** Begin PASSAGE SHOWN **

This uses the Concrete FFT + AVX-512 configuration.

Next, the timings for the operation flavor default are given. This flavor ensures predictable timings of an operation along the entire circuit by clearing the carry space after each operation.

How to reproduce benchmarks

TFHE-rs benchmarks can easily be reproduced from the sources.

#Boolean benchmarks:
make bench_boolean

#Integer benchmarks:
make bench_integer

#Shortint benchmarks:
make bench_shortint

If the host machine supports AVX-512, then the argument `AVX512_SUPPORT=ON' should be added, e.g.:

#Integer benchmarks:
make AVX512_SUPPORT=ON bench_integer

The core_crypto module from TFHE-rs is dedicated to the implementation of the cryptographic tools related to TFHE. To construct an FHE application, the shortint and/or Boolean modules (based on core_crypto) are recommended.

The core_crypto module offers an API to low-level cryptographic primitives and objects, like lwe_encryption or rlwe_ciphertext. The goal is to propose an easy-to-use API for cryptographers.

The overall code architecture is split in two parts: one for entity definitions and another focused on algorithms. The entities contain the definition of useful types, like LWE ciphertext or bootstrapping keys. The algorithms are then naturally defined to work using these entities.

** End PASSAGE SHOWN **

→ **EXERCISE BRIEF**:
Rewrite the TFHE-rs excerpt from "If the host" up to and including "API for cryptographers.", replacing "cryptographers" with "developers". The rows that follow are not required for anything here.

** Begin DATASET RECORDS **

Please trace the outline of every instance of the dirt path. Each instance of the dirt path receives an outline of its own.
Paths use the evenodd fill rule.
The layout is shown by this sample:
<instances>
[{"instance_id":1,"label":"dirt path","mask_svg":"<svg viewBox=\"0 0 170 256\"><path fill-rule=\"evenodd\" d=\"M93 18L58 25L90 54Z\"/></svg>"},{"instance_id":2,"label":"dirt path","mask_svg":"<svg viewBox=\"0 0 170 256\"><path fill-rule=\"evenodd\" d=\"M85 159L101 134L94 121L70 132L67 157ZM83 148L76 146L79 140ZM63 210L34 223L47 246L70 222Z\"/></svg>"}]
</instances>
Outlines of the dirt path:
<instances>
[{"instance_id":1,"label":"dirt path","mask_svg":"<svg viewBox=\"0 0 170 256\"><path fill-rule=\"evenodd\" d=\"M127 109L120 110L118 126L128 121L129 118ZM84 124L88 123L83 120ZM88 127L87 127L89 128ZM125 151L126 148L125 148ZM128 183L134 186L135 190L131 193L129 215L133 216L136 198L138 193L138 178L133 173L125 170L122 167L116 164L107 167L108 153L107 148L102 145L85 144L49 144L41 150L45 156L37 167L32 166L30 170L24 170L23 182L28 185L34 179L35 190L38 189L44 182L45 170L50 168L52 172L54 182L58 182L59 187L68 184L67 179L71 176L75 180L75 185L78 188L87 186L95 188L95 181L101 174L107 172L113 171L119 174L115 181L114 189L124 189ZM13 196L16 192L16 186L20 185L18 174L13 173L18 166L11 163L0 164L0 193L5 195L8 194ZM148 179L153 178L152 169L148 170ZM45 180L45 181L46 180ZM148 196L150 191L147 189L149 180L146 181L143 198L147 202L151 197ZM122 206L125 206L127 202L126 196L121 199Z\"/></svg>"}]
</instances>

** End DATASET RECORDS **
** Begin DATASET RECORDS **

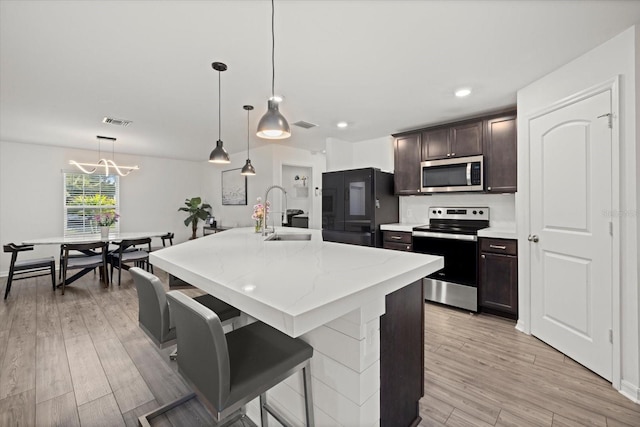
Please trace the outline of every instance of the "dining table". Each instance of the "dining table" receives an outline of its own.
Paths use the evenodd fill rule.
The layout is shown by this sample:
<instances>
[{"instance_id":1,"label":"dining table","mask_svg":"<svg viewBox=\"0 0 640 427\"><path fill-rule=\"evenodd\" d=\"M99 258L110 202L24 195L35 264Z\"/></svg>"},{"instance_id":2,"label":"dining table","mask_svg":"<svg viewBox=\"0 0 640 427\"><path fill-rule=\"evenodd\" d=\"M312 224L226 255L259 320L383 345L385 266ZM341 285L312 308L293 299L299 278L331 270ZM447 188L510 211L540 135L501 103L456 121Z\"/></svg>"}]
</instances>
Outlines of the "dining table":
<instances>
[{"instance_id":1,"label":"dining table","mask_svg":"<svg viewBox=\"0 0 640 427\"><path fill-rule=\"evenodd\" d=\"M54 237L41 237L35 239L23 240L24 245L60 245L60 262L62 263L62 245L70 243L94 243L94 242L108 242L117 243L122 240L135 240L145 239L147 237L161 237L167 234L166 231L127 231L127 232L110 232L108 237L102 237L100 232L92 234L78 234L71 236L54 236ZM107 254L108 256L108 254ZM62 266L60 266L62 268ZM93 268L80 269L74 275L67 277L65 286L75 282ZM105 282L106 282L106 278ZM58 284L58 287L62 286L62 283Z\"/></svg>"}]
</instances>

** End DATASET RECORDS **
** Begin DATASET RECORDS **

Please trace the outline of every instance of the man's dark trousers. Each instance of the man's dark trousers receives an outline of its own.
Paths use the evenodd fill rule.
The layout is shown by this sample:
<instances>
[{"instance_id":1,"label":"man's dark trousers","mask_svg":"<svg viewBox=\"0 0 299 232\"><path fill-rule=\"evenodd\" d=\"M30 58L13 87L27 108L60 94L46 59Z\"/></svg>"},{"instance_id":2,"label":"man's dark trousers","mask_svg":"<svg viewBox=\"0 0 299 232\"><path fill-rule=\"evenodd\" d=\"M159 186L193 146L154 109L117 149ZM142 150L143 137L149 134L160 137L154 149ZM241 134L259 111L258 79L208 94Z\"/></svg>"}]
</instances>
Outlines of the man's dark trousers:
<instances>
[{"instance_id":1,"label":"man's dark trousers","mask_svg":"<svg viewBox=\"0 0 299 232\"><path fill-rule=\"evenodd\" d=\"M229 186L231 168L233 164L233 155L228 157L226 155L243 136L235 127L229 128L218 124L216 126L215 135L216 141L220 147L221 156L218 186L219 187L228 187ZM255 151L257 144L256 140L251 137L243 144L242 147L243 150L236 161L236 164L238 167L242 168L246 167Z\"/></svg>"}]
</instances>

** End DATASET RECORDS **

→ **ANSWER TO THE EXERCISE**:
If the host machine supports AVX-512, then the argument `AVX512_SUPPORT=ON' should be added, e.g.:

#Integer benchmarks:
make AVX512_SUPPORT=ON bench_integer

The core_crypto module from TFHE-rs is dedicated to the implementation of the cryptographic tools related to TFHE. To construct an FHE application, the shortint and/or Boolean modules (based on core_crypto) are recommended.

The core_crypto module offers an API to low-level cryptographic primitives and objects, like lwe_encryption or rlwe_ciphertext. The goal is to propose an easy-to-use API for developers.